The Global Media Business Weekly

How I do it: Andy Marshall, Our Media

Andy Marshall is CEO and major shareholder of Our Media Ltd, the Bristol-based, UK specpub which was recently sold by Burda’s UK subsidiary Immediate Media after being de-merged in 2021. It means that he is now managing some of the brands for the fifth time under different ownerships.

The company – whose 20 brands include BBC Science Focus, Gardens Illustrated, BBC Music, Quilting, Mollie Makes, Gathered, Cycling Plus, Mountain Biking UK and BBC Wildlife – was once the startup Origin Publishing before being acquired by then BBC Magazines and subsequently sold to private equity where it became part of Immediate Media which itself was then acquired by Burda and is now independent again as Our Media. In 2021, the predecessor company had revenue of £42mn and EBITDA of £600k. Marshall began his career studying accountancy before switching to marketing at a company owned by Robert Maxwell. He spent five years in the 1990s at Future before co-founding Origin in 1998. Our Media is 100% owned by Marshall and his management team (with no external shareholders) which, presumably, creates the scope for future expansion through mergers and collaborations.

He graduated in classics from Cambridge University.

“Some magazines under five different owners including me”

What were your earliest career ambitions?

At university, I really had no idea what I wanted to become. In Britain, in the 1980s, it seemed you either became an accountant or a banker but neither really appealed to me. Somehow though, while I was making up my mind, I found myself working at the headquarters of the late Robert Maxwell’s Daily Mirror Group as an accountant doing a day release studies once a week. I soon realised that it wasn’t for me but one of the great things about head office life was that you built a large network quite quickly so long as you prioritised processing people’s expenses ahead of everything else…I was pretty rubbish at everything else but I made sure I was very good at that! And, before long, I joined the marketing team at the Maxwell customer publishing business. It was a great move for me…

What was your first job in media?

That job taught me so much: I learnt the art of making people feel comfortable in big presentations and how, even in the board room, if you are yourself and get people engaged you get great results (and have more fun too). There was the late William Davis – ex editor of Punch magazine, former economics editor of The Guardian, inflight magazine pioneer, and broadcast presenter of The Money Programme and The World at One – who showed me that brilliant writing is about understanding your reader, and that using simple language and learning to craft 1,000 words in double quick-time is a very useful talent to develop. And Martin Vernon – ex professional cricketer and superb presenter – who taught me not to be intimidated. They were great days. They let me make mistakes – and I made many of them – but never too important. They let me tag along to board meetings and important client presentations, so I was really in the thick of it. I learned so much just by watching, listening and remembering. It was a rich start to my media career.

What did you learn from those early days in Future?

◆ Entries shown:

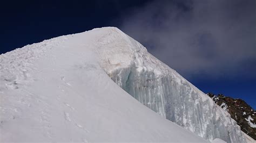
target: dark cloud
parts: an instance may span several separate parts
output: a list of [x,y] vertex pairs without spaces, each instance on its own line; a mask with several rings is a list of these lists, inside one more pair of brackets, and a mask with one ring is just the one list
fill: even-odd
[[121,30],[187,78],[256,78],[256,1],[155,1]]

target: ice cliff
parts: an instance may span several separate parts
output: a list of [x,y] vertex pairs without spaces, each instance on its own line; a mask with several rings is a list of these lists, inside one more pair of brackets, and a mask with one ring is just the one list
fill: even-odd
[[168,120],[210,141],[244,142],[230,115],[146,48],[116,28],[105,31],[96,48],[100,65],[119,86]]
[[0,142],[245,142],[227,112],[114,27],[1,55],[0,98]]

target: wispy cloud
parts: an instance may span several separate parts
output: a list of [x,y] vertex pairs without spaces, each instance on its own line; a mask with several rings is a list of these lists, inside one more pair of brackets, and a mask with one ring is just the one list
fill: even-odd
[[256,1],[155,1],[122,30],[187,78],[256,78]]

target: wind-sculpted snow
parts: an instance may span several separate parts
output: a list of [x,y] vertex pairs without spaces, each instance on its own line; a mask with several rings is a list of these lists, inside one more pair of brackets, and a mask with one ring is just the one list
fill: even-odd
[[[144,106],[108,76],[95,52],[112,42],[107,38],[117,30],[57,37],[1,54],[0,142],[208,142]],[[117,64],[111,68],[130,66]]]
[[244,142],[230,115],[139,43],[112,28],[99,39],[100,65],[118,85],[166,119],[210,141]]

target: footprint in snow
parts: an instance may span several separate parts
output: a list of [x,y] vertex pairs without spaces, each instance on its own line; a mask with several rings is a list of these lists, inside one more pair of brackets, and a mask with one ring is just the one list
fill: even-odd
[[71,121],[71,120],[69,118],[69,114],[66,112],[64,112],[65,119],[68,121]]

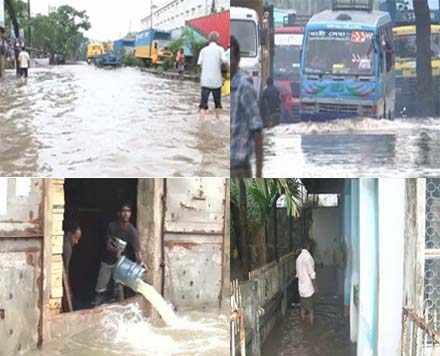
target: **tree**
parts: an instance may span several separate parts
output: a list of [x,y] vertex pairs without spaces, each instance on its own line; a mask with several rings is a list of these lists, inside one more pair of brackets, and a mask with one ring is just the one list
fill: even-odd
[[243,276],[251,265],[269,262],[266,240],[271,229],[276,245],[277,201],[285,196],[287,214],[298,216],[301,186],[298,179],[231,179],[231,246],[238,250]]
[[64,52],[67,59],[85,58],[87,39],[82,30],[91,25],[85,11],[78,11],[71,6],[60,6],[49,15],[36,15],[31,20],[33,46],[50,53]]
[[416,16],[417,112],[433,116],[435,112],[434,81],[431,63],[431,15],[428,0],[413,0]]

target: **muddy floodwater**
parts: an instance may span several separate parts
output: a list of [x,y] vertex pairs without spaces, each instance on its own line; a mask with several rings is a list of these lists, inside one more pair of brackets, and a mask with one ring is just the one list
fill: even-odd
[[349,340],[348,319],[342,316],[341,303],[339,299],[319,298],[314,328],[301,321],[299,308],[290,307],[265,341],[262,356],[356,355]]
[[[229,98],[198,119],[198,83],[87,64],[0,82],[0,174],[229,175]],[[211,104],[211,107],[213,103]]]
[[265,177],[440,175],[440,118],[368,118],[265,131]]
[[101,322],[26,356],[224,356],[229,353],[226,316],[188,312],[166,327],[142,317],[139,307],[110,308]]

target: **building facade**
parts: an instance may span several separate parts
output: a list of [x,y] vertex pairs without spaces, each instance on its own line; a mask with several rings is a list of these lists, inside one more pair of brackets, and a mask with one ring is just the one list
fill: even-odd
[[229,9],[228,0],[168,0],[161,6],[154,6],[153,0],[153,22],[149,13],[141,20],[142,29],[153,24],[153,28],[162,31],[182,31],[186,21],[209,15],[213,5],[216,12]]
[[[87,293],[96,284],[89,282],[96,279],[100,263],[100,226],[106,225],[108,213],[114,215],[112,200],[118,197],[132,201],[145,281],[179,310],[227,307],[226,192],[229,182],[221,178],[1,178],[0,356],[80,332],[103,314],[105,307],[63,308],[63,235],[72,219],[81,226],[69,273],[72,291]],[[129,301],[153,313],[142,298]]]

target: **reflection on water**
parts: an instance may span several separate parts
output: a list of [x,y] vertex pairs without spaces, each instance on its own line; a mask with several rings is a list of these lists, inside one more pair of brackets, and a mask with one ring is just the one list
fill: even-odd
[[353,356],[348,320],[342,316],[342,301],[319,298],[316,324],[310,328],[301,321],[299,309],[289,309],[271,331],[263,345],[262,356]]
[[33,69],[0,82],[0,174],[226,176],[229,99],[198,119],[200,87],[137,69]]
[[190,312],[173,327],[155,325],[137,304],[112,306],[98,327],[63,338],[26,356],[224,356],[228,321],[217,314]]
[[345,119],[265,132],[266,177],[440,175],[439,119]]

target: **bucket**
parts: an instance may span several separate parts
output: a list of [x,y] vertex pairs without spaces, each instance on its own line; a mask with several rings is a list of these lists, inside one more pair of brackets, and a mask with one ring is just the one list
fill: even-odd
[[113,270],[113,279],[116,283],[130,287],[138,279],[142,279],[144,273],[145,270],[141,266],[127,257],[122,256]]

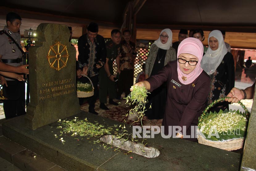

◆ Set exercise A: Summarize the Andy Marshall interview in two sentences.
◆ Set exercise B: List every publication or broadcast program that the Andy Marshall interview names when describing William Davis's career.
◆ Set exercise C: Extract the passage of the Andy Marshall interview from "How I do it: Andy" to "under different ownerships.", without changing a word.

◆ Response A: Andy Marshall is CEO and major shareholder of Our Media Ltd, a Bristol-based UK publisher of 20 brands that was recently sold by Immediate Media and is now 100% owned by him and his management team. He started as an accountant at Robert Maxwell's Daily Mirror Group before joining the marketing team at Maxwell's customer publishing business, where figures such as William Davis and Martin Vernon taught him much of what shaped his media career.

◆ Response B:
- Punch
- The Guardian
- The Money Programme
- The World at One

◆ Response C:
How I do it: Andy Marshall, Our Media

Andy Marshall is CEO and major shareholder of Our Media Ltd, the Bristol-based, UK specpub which was recently sold by Burda’s UK subsidiary Immediate Media after being de-merged in 2021. It means that he is now managing some of the brands for the fifth time under different ownerships.